Written problem 1 |
Write out the passage of the AcornHTTP forum post from "Possible bug in" to "URL_ReadData (see URL_Status).".
Written problem 2 |
Answer these questions using the AcornHTTP forum post:
(a) How often does the application fetch information from the API?
(b) On which machine and RISC OS version is the testing done?
(c) How much free space remains in the module area?
======== Quoted passage ========
Possible bug in AcornHTTP
Pages: 1 2
Matthew Phillips (473) 721 posts |
I am struggling with some weird behaviour in an application I am developing that uses AcornHTTP to fetch material from an API over HTTPS. The API fetches information every 30 seconds and plots it on a map. After a period of time, it fails. I am testing on an Iyonix, RISC OS 5.16, with the following modules: This morning it failed on the 52nd fetch. This evening it failed on the 51st. That seems too close to be a coincidence. I still have 166K free in the module area and plenty of free RAM. The process calls URL_Register successfully. We then call URL_GetURL. Then it calls URL_ReadData repeatedly, waiting for material to be returned. We get the following sequence of status word values back from URL_ReadData (see URL_Status).
======== Data entries ========
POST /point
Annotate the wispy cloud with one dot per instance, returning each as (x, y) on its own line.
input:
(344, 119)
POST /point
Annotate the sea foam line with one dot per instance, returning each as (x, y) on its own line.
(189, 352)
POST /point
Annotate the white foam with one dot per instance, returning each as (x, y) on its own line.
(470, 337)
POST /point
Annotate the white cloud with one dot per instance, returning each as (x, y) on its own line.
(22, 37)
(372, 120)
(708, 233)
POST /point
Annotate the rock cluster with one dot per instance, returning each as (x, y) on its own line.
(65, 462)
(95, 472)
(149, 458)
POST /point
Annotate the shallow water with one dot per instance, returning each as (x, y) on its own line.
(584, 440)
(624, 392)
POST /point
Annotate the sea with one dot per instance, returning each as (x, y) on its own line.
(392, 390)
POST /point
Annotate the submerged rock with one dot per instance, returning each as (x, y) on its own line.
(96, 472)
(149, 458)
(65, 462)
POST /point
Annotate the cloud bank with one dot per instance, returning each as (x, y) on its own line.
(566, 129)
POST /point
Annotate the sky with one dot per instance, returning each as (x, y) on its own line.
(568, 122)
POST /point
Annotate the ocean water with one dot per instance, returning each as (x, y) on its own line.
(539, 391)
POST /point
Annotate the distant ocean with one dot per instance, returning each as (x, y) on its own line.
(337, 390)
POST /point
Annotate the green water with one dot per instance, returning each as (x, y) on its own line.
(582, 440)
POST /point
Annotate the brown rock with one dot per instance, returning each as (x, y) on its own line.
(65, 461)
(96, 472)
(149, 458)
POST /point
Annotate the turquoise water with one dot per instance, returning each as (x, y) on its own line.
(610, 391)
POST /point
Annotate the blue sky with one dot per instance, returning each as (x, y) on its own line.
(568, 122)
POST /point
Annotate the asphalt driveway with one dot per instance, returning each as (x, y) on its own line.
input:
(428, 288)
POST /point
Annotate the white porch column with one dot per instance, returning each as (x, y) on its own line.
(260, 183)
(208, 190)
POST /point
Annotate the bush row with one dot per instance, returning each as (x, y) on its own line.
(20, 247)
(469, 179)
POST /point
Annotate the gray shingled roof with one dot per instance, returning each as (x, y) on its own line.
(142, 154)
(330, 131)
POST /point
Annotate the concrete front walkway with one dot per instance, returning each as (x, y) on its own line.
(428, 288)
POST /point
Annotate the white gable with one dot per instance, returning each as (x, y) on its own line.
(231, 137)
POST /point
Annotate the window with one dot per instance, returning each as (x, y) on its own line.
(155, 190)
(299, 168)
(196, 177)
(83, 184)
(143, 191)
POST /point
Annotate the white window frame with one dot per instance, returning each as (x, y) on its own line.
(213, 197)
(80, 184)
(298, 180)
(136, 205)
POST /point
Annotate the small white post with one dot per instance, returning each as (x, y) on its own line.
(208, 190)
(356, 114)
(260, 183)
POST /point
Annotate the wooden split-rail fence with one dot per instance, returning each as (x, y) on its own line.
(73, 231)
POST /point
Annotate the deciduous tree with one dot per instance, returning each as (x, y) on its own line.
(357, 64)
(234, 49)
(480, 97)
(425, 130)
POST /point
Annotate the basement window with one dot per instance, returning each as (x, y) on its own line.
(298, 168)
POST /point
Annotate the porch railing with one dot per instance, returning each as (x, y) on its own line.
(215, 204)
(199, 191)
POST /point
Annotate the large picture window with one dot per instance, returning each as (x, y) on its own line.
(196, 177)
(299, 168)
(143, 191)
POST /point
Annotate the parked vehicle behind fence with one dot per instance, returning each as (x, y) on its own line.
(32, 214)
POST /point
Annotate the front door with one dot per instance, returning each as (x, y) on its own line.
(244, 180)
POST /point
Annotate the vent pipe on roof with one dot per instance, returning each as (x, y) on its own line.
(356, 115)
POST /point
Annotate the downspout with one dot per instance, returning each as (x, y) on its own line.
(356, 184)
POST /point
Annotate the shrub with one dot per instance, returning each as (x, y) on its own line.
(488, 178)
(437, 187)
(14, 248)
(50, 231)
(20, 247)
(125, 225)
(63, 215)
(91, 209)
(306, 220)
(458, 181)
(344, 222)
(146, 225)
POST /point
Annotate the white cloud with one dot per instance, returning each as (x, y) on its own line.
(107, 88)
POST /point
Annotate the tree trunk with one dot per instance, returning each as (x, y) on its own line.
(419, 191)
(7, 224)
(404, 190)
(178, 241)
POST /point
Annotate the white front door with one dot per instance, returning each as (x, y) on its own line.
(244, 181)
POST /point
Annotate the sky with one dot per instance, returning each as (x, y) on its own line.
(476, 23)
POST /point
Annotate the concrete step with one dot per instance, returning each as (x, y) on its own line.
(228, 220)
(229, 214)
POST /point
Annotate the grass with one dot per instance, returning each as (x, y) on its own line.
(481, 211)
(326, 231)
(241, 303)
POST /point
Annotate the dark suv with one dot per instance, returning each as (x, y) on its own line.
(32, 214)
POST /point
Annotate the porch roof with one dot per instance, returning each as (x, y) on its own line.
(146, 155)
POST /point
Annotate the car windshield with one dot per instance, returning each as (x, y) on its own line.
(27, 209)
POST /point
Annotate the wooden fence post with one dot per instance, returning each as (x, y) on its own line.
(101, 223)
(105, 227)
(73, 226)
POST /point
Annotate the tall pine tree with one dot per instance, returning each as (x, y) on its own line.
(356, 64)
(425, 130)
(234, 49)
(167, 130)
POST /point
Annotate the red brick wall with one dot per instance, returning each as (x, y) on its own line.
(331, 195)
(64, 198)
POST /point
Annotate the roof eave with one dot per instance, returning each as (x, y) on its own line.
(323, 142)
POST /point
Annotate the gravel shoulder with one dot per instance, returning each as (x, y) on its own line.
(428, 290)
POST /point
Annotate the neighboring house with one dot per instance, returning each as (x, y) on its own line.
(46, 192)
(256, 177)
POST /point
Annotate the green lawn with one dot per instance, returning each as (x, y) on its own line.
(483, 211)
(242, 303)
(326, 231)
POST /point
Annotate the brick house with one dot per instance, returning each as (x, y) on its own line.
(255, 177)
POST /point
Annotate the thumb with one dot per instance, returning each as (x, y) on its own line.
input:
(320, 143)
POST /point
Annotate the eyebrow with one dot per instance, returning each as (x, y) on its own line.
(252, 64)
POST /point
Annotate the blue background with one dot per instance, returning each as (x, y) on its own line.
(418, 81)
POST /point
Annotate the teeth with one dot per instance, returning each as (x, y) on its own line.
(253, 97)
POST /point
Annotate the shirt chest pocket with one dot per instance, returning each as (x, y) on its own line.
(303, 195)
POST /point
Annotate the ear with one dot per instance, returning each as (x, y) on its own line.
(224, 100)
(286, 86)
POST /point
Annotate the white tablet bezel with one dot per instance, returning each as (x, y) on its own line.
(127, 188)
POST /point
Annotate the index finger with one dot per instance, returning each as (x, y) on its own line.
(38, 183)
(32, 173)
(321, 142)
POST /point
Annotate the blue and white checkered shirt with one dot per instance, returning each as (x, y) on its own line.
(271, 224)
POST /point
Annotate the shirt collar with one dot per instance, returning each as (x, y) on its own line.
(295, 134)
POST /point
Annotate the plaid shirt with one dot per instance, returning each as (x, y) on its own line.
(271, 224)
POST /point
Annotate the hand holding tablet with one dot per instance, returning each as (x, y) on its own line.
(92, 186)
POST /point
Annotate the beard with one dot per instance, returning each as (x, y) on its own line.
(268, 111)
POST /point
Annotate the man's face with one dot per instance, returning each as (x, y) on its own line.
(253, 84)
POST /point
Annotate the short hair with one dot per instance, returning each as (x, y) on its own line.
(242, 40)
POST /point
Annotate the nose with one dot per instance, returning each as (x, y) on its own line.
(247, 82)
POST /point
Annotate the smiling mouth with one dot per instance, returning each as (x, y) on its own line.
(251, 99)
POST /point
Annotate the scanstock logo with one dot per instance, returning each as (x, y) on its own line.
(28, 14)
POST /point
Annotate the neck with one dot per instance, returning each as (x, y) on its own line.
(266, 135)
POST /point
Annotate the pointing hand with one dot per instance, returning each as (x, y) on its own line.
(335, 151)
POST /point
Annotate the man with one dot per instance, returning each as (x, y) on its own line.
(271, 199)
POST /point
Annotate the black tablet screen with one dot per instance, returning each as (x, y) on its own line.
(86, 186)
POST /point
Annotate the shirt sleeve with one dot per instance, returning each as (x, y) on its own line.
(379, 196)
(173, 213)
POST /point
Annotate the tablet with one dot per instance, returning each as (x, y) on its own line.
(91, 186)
========
Exercise response 1 |
Possible bug in AcornHTTP
Pages: 1 2
Matthew Phillips (473) 721 posts |
I am struggling with some weird behaviour in an application I am developing that uses AcornHTTP to fetch material from an API over HTTPS. The API fetches information every 30 seconds and plots it on a map. After a period of time, it fails. I am testing on an Iyonix, RISC OS 5.16, with the following modules: This morning it failed on the 52nd fetch. This evening it failed on the 51st. That seems too close to be a coincidence. I still have 166K free in the module area and plenty of free RAM. The process calls URL_Register successfully. We then call URL_GetURL. Then it calls URL_ReadData repeatedly, waiting for material to be returned. We get the following sequence of status word values back from URL_ReadData (see URL_Status).

Exercise response 2 |
(a) Every 30 seconds.
(b) An Iyonix running RISC OS 5.16.
(c) 166K.